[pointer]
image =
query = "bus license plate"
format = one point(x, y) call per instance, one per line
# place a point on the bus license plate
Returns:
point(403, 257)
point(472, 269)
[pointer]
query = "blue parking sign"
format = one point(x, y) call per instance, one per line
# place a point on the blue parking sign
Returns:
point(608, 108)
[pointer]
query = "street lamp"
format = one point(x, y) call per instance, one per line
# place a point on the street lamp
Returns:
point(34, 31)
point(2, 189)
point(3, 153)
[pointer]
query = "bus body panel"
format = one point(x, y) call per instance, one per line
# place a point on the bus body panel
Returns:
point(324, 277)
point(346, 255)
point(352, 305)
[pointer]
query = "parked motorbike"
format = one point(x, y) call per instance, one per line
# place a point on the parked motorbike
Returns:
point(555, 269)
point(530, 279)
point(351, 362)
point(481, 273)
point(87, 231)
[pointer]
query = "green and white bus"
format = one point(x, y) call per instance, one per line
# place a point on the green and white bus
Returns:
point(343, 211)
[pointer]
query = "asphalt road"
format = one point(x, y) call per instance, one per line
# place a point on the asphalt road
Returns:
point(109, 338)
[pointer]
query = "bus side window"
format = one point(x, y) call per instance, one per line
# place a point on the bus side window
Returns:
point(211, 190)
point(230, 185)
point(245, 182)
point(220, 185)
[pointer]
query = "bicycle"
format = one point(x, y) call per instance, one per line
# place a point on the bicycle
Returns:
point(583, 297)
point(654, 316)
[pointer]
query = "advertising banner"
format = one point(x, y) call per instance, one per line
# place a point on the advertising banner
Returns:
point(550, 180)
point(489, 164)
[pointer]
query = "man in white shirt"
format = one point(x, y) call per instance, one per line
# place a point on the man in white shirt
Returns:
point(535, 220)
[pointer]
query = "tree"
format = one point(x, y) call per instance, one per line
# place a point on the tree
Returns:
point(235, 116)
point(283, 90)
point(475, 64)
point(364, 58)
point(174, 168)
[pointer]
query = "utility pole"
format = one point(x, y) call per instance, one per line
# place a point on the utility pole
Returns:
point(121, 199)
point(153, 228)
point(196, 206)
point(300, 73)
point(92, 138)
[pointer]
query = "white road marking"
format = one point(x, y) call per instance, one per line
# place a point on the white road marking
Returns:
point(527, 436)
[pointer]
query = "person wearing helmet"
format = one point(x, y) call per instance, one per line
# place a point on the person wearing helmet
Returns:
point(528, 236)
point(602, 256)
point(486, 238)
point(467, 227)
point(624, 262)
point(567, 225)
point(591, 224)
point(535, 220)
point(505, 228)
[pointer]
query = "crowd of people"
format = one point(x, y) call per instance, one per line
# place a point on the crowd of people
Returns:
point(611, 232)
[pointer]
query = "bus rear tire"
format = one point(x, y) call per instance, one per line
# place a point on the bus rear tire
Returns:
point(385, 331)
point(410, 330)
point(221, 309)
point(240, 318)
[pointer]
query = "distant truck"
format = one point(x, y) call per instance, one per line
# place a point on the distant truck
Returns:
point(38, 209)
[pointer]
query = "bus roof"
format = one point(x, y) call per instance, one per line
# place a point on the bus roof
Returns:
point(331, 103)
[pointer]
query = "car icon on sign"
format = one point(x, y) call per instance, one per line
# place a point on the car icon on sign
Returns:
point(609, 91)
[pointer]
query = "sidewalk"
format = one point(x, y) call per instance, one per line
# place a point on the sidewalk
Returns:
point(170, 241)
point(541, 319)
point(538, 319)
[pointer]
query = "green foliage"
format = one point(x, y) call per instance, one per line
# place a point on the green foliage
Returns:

--------------------------------------------------

PROMPT -> Pull out every line of the records that contains the word "parking".

THE REPLY ->
query = "blue parking sign"
# place a point on the blue parking sign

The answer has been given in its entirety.